▶ _Your goal_:
Rewrite everything from the row containing "Tag the psychedelic" down to the last of the rows below, requests included, and adjust each answer coordinate by adding -66 to it.

▶ _Data rows_:
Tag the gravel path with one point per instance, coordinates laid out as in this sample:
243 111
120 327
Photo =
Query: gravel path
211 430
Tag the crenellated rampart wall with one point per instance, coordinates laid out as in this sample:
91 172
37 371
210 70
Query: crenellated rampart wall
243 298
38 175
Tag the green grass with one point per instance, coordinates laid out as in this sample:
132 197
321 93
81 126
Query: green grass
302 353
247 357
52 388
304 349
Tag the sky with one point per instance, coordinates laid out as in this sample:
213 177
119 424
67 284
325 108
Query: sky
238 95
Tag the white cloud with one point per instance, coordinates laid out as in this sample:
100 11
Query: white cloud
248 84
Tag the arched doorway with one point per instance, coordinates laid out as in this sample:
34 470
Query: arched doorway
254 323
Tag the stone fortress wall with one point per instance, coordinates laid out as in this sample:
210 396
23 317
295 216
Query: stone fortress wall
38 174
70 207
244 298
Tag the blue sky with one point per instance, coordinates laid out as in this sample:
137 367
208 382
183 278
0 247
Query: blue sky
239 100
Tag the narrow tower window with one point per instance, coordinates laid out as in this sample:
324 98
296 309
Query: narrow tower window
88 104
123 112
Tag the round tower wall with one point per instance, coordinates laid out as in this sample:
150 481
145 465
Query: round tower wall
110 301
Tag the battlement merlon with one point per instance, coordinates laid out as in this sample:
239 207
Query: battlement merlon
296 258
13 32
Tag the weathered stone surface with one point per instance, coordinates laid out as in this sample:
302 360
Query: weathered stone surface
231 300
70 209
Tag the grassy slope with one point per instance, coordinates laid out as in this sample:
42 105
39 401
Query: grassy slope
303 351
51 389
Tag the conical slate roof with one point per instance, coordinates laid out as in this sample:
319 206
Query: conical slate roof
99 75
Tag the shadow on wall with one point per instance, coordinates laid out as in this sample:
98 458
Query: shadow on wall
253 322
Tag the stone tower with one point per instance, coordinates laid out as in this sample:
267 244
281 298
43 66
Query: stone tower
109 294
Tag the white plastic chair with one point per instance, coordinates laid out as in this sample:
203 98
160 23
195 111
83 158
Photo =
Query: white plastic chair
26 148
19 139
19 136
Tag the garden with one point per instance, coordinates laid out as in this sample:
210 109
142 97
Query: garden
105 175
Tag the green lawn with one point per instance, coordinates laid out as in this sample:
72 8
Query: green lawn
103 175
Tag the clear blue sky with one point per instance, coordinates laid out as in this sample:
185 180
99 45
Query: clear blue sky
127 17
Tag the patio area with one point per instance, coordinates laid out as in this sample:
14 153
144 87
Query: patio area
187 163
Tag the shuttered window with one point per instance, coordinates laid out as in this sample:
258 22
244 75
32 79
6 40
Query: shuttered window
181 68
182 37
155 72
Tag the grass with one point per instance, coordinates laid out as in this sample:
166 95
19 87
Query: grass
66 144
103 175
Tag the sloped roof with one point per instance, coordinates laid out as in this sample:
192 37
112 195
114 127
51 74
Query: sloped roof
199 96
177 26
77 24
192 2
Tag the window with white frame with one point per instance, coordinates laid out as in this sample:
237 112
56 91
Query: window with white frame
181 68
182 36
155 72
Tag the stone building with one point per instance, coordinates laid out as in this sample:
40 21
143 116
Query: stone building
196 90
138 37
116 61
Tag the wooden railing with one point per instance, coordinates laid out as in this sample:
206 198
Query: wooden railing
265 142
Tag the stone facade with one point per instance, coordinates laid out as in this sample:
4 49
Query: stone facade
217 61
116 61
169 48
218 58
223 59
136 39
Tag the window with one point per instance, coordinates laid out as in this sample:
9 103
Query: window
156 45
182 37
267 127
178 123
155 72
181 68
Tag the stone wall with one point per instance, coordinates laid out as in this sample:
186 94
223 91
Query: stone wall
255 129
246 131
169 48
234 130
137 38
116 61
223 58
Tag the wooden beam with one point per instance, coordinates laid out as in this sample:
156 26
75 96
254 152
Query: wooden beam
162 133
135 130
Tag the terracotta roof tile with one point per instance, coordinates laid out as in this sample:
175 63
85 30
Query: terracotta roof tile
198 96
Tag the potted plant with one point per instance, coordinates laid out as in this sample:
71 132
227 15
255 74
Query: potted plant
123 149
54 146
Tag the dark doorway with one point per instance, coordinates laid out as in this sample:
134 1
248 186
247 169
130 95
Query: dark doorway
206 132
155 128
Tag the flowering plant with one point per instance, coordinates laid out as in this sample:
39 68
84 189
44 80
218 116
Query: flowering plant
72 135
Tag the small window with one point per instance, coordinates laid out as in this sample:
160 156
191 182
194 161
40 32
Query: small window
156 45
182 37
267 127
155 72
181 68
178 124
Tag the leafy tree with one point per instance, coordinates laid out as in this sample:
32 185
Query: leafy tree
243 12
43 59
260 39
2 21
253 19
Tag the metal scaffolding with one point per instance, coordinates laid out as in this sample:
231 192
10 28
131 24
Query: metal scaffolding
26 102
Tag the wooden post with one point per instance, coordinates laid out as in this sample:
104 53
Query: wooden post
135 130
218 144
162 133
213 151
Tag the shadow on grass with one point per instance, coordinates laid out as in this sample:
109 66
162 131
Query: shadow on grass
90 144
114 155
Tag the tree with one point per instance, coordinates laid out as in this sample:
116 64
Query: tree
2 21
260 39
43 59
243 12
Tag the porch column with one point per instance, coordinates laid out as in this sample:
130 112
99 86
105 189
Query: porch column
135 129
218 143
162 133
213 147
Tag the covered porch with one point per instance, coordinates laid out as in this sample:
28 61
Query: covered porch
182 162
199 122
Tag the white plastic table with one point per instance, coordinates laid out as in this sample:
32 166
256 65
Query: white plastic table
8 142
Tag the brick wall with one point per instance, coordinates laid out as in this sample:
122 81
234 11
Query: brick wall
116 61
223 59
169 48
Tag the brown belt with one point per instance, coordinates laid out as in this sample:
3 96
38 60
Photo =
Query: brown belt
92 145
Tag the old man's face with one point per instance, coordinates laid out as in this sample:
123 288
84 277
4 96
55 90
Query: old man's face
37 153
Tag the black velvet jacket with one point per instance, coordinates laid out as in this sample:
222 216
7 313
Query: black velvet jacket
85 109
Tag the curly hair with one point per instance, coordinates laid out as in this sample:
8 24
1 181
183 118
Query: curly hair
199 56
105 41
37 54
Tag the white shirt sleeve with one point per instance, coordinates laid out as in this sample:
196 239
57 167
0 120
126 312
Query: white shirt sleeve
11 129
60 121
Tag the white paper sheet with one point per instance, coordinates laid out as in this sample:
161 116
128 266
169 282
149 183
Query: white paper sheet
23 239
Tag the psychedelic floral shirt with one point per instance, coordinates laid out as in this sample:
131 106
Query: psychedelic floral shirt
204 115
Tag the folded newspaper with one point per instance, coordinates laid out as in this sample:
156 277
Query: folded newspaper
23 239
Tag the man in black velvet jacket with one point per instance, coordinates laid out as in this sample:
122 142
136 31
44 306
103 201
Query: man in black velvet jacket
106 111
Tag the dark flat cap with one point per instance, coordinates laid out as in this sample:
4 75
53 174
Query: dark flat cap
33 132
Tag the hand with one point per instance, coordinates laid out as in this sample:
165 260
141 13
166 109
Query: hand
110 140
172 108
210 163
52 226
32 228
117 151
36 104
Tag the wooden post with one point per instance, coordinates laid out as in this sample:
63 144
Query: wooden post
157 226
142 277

▶ _Response below_:
Tag the psychedelic floral shirt with one point per instance, coordinates laid out as in this sample:
131 106
Query: psychedelic floral shirt
138 49
Tag the folded newspaper with one point per instance, coordinates laid out as in this sample:
156 277
Query: folded newspaper
-43 173
Tag the man in black velvet jacket with one point per instance, coordinates laid out as in this sample:
122 142
136 31
44 306
103 201
Query: man in black velvet jacket
40 45
Tag the dark flat cap with one point per instance, coordinates laid out as in this sample:
4 75
53 174
Query: dark flat cap
-33 66
Tag the hand with one point per instance, coordinates laid out as in this sample:
165 260
141 13
166 109
Query: hand
44 74
106 42
144 97
-14 160
-34 162
51 85
-30 38
Tag the wooden post with one point per instance, coordinates laid out as in this sample:
63 144
Query: wooden post
91 160
76 211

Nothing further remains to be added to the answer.